## Excerpted text
Posted on December 22, 1990. | Permalink



Most Valuable Players, 1990


Tom Peters


Drum rolls. Flashing strobe lights. And noowww ... my Sixth Annual
Most Valuable Player Awards.


1. Corporate turnaround. Forget Chrysler. (It seems to have turned
around its turnaround. Try the Union Pacific Railroad:
Bureaucracy has been hacked away. The front line "owns" the action.
And reliability and profitability have soared. Hats off to CEO Mike
Walsh - and UPRR's union leaders too -- for a not-so-minor miracle in
Omaha. If you can make it there, you can make it anywhere!


2. Most Valuable Company. Turner Broadcasting System wins
the MVC. As the ads say, Gorby, Bush and the world's intelligence
agencies tune to CNN when they need to know who's on first; Ted Turner
and company have rewritten their industry's rulebook, and set the tone
for the information-driven 1990s. Federal Express joins
TBS as coMVC. The Baldrige quality award was finally given to a
service company, and Fed Ex deservedly took Prize No. 1.


3. Most Valuable Player. The MVP accolade goes to President Jon
Simpson
of high-tech hose producer Titeflex. Again: bye-bye
bureaucracy, hello worker autonomy. The teamsters have bought in,
business processes have been monumentally simplified, and what were
recently six-month custom jobs for clients are now often
completed in four or five hours.


4. Sow's ear to silk purse. The product was an industrial commodity.
Discounting was fierce. And then Ingersoll-Rand introduced the
Cyclone Grinder. The new air-powered grinding tool is a premium
product, never discounted: Superb industrial design made it easier to
use, far more comfortable to work with -- and downright attractive to
look at. Sadly, even in 1990 such an abiding concern with design is
rare. (P.S. Speed is a big part of this tale, too. The industry's
normal four-year dream-to-market cycle was shrunk to one year.)


5. Top idea (redux). I gave speed a nod in my 1988 year-end
stars column; but so few got the message that I'm determined to say it
again. Our winners at UPRR, TBS, Fed Ex, Titeflex and Ingersoll-Rand
have a common denominator: stunning time-savings. "Time-based
competition," as Tom Hout and George Stalk Jr. call it in their book
Competing Against Time, is the (end idea for the '90s.
Begin now by measuring how long you take to perform critical tasks: A
recent straw poll I conducted revealed less than 1 percent
using time as a principal business performance indicator. Dismal.


6. Closet revolutionary. DuPont is among our oldest companies. Yet
revolution is in the air in Wilmington, Del. Chairman Edgar
Woolard
has streamlined sluggish decision-making processes at the
corporate center; set the audacious goal of "zero pollution" for the
chemical giant; put customers squarely atop once-arrogant DuPont's
agenda; and dramatically increased, virtually overnight, the number of
women and minorities close to the apex of the outfit.

## Provided data

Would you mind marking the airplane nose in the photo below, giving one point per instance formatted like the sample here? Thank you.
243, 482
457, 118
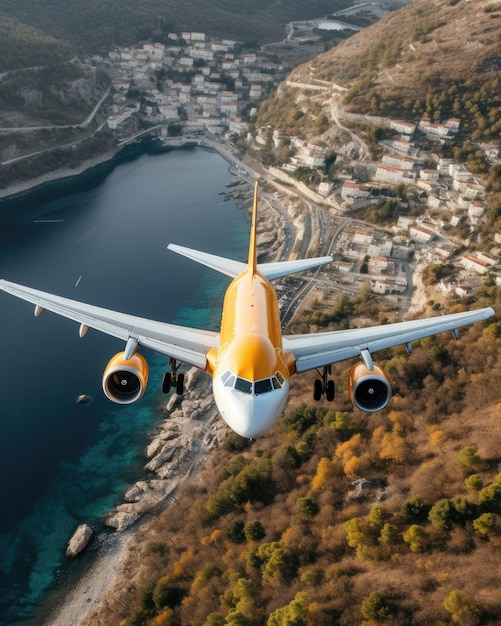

## Exercises
[A] Reproduce a passage from the 1990 Most Valuable Players column word for word, starting at "Drum rolls. Flashing" and ending after "make it anywhere!".
[B] Extend the 1990 Most Valuable Players column past its final sentence, in the same voice and format.

## Solved tasks
[A]
Drum rolls. Flashing strobe lights. And noowww ... my Sixth Annual
Most Valuable Player Awards.


1. Corporate turnaround. Forget Chrysler. (It seems to have turned
around its turnaround. Try the Union Pacific Railroad:
Bureaucracy has been hacked away. The front line "owns" the action.
And reliability and profitability have soared. Hats off to CEO Mike
Walsh - and UPRR's union leaders too -- for a not-so-minor miracle in
Omaha. If you can make it there, you can make it anywhere!

[B]
7. Clean and rich. In the face of recessionary fears, environmental
issues took a shellacking in the November 1990 elections. But make no
mistake, clean-and-green is catapulting to the top of the corporate
priority list. Most companies are playing defense. A handful see the
environmental issue as an unparalleled opportunity. 3M is a
matchless example of the latter. Its Pollution Prevention Pays program
has reduced waste by 50 percent, saving a billion bucks
along the way; now, via Pollution Prevention Plus, the company's
aiming for a 90 percent reduction in the remaining mess by 2000.


8. Taking advantage of tough times. The environmental challenge can
become a big-time opportunity. So can a recession. Nucor Corp's
management is the rare breed using recession to underscore
commitment to employee involvement and world-class quality. By doing
so, the steel maker is not only minimizing the downside of the
contraction, but also buttressing its long-term corporate strengths.
If we resort to habits of the past, panic, and promiscuously slash,
burn and run roughshod over employees in the face of a downturn, our
hard-won gains of the '80s will be wiped out in a wink. Early signs
are anything but encouraging.


9. Book of the year. Car dealer Carl Sewell gets the nod. With the
help of Inc. magazine's Paul Brown, he's given us Customers
for Life.
It's a homespun tale, rich with anecdote. It's also a
buttoned-down, sophisticated saga of measurement systems, pervasive
incentive schemes, and Japanese factory techniques adapted to an
American service business. Buy a copy for every employee; it'll
be the best New Year's present you can give yourself.


10. Worst book of the year. Speaking of books, Pat Choate's Agents
of Influence
wins my vote as biggest waste of trees in 1990.
The Japanese are no saints when it comes to trade. But it's equally
absurd, and far more dangerous, to paint them as sinners aiming to
subvert our electoral process and pollute the minds of American school
children. Choate's diatribe would be laughable, were it not for the
attention it's gotten from populist politicians in breathless pursuit
of a smarmy issue.


Happy '91.


(C) 1990 TPG Communications.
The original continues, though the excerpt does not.